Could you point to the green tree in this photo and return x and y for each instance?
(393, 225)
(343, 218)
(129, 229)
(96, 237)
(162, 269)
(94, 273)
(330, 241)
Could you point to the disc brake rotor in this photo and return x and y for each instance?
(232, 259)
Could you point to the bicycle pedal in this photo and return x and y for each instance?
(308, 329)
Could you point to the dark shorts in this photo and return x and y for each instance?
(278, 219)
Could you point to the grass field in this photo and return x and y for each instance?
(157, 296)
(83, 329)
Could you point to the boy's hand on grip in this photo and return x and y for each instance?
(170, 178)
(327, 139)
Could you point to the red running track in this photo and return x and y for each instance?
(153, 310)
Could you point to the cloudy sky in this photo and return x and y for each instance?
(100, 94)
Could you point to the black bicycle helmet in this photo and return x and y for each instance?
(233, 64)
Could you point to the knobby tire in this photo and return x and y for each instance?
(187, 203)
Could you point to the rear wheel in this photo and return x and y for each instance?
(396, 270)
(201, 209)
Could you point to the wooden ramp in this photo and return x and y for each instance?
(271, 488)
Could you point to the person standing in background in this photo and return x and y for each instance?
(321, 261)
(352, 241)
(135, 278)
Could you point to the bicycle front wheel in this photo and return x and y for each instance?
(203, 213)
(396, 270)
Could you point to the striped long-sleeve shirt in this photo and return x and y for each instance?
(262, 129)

- - - - -

*Zadanie do wykonania*.
Czy możesz przepisać wszystkie powyższe wiersze jako listę JSON złożoną z napisów, po jednym napisie na każdy wiersz, z pominięciem pustych wierszy?

*Odpowiedź na zadanie*.
[
  "Could you point to the green tree in this photo and return x and y for each instance?",
  "(393, 225)",
  "(343, 218)",
  "(129, 229)",
  "(96, 237)",
  "(162, 269)",
  "(94, 273)",
  "(330, 241)",
  "Could you point to the disc brake rotor in this photo and return x and y for each instance?",
  "(232, 259)",
  "Could you point to the bicycle pedal in this photo and return x and y for each instance?",
  "(308, 329)",
  "Could you point to the dark shorts in this photo and return x and y for each instance?",
  "(278, 219)",
  "Could you point to the grass field in this photo and return x and y for each instance?",
  "(157, 296)",
  "(83, 329)",
  "Could you point to the boy's hand on grip in this photo and return x and y for each instance?",
  "(170, 178)",
  "(327, 139)",
  "Could you point to the red running track in this photo and return x and y for each instance?",
  "(153, 310)",
  "Could you point to the cloudy sky in this photo and return x and y for each instance?",
  "(100, 94)",
  "Could you point to the black bicycle helmet in this photo and return x and y for each instance?",
  "(233, 64)",
  "Could you point to the knobby tire in this photo and return x and y for each instance?",
  "(187, 203)",
  "Could you point to the rear wheel in this photo and return x and y for each instance?",
  "(396, 270)",
  "(201, 209)",
  "Could you point to the wooden ramp in this photo and return x and y for each instance?",
  "(271, 488)",
  "Could you point to the person standing in background in this photo and return x and y for each instance?",
  "(321, 261)",
  "(352, 241)",
  "(135, 278)",
  "Could you point to the bicycle front wheel in this photo and return x and y for each instance?",
  "(203, 213)",
  "(396, 270)",
  "Could you point to the striped long-sleeve shirt in this photo and return x and y for each instance?",
  "(262, 129)"
]